**MATERIAL FOR THE TASK:**
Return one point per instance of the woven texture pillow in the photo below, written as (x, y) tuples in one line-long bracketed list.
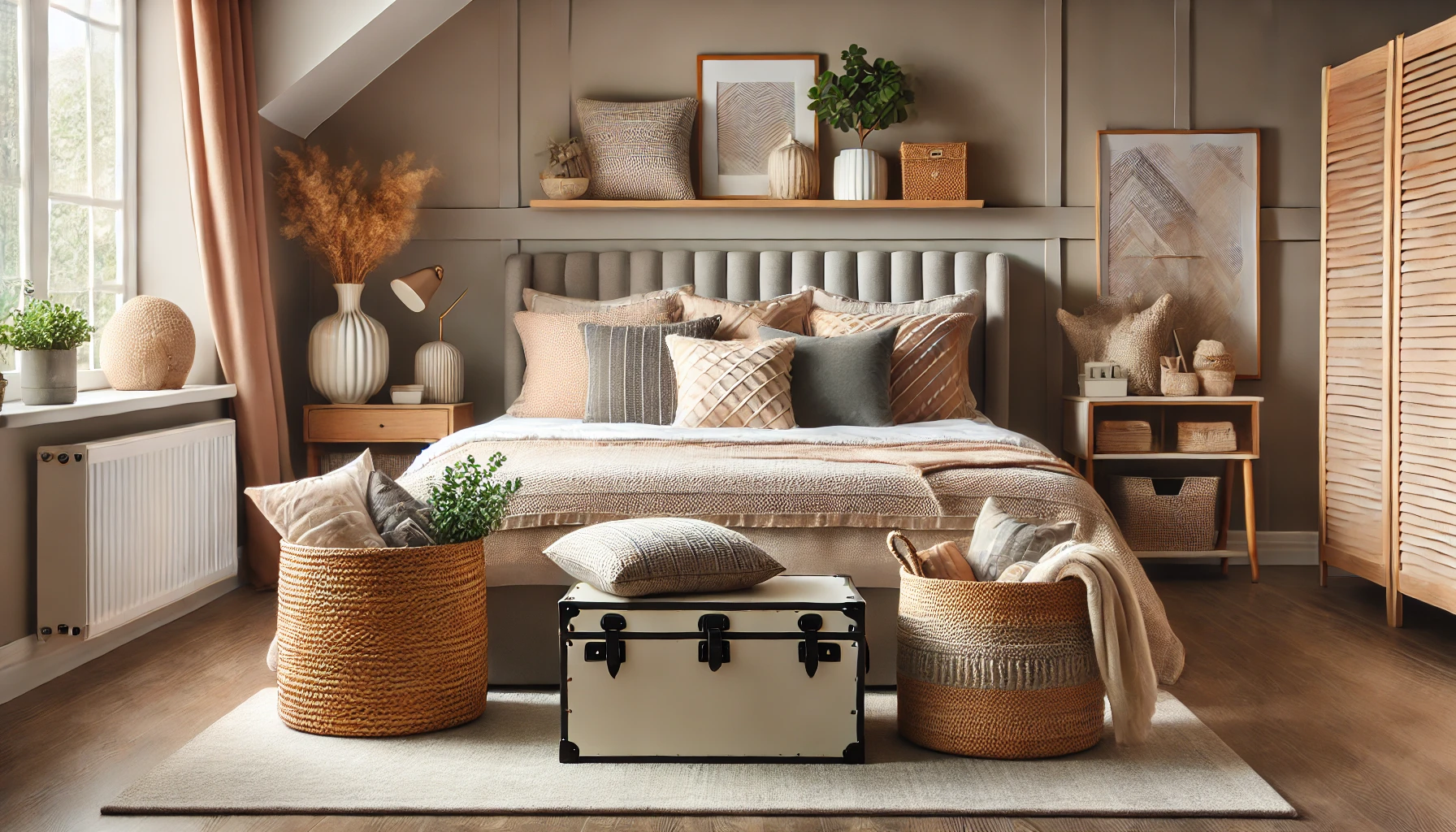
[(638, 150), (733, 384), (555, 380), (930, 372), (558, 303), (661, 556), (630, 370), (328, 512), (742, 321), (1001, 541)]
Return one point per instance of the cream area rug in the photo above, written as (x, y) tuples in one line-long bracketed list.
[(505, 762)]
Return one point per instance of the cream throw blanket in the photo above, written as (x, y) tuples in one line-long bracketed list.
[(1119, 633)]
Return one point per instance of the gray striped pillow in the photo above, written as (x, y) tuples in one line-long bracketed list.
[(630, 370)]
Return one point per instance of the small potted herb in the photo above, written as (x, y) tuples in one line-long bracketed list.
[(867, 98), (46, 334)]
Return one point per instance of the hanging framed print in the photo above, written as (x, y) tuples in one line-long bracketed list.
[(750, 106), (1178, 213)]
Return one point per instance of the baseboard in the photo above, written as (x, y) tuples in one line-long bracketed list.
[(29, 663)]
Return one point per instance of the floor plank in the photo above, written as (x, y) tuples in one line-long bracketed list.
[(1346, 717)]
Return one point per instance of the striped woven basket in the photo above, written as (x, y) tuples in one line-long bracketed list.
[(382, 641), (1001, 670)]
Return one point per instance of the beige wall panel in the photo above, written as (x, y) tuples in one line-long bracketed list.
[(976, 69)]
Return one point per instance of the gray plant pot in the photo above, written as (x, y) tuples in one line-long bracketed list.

**WHAT YOU HAVE TO DO:**
Output nothing except an exact copy of the records above, with the images left out.

**ANSWER SPACE:**
Return one point per instance of the woven texture pillow in the photo below, written as (x, y) tuples in one line-long bracketed list.
[(638, 150), (733, 384), (555, 380), (930, 372), (558, 303), (661, 556), (630, 370), (328, 512), (742, 321), (1001, 541)]
Return one point per instance of the cream area rug in the photo above, written as (x, y) tuples in one line-long bracketed list.
[(505, 762)]
Return one point per instance of the cream throw blanket in the photo above, written as (x, y) tuples in one line-long bracketed list.
[(1119, 633)]
Return one point per instance of the gray striped pillow in the photo above, written as (x, y) tuples in one line-long bracketed list.
[(630, 370)]
Return one point per instance of the small potted herb in the photo above, written as (x, y) tuples in one line-long bracketed list.
[(867, 98), (46, 334)]
Return one point per instance of the hanging framed print in the photo above, written as (x, y) tuples in one line-long bracketed list.
[(750, 106), (1178, 213)]
Return one point per instance of the baseboard in the photo above, written as (x, y) tuples in one line-long bracketed list.
[(29, 663)]
Return one point per instance of the floor plank in the photo above, written as (x, y) tuples in one line-long bracketed list.
[(1346, 717)]
Return one point per instance of the striped woven basket in the photo above, written as (x, y) tuples in one line-long bracketed list.
[(382, 641), (1001, 670)]
Return one point per instance of the beige wall panel in the photo above, written as (x, y) tuples in one line-long bracketed list.
[(976, 69)]
Return one point per instance of the gray plant pot in the photo above, written as (x, y) tuples in one line-long bracketed list.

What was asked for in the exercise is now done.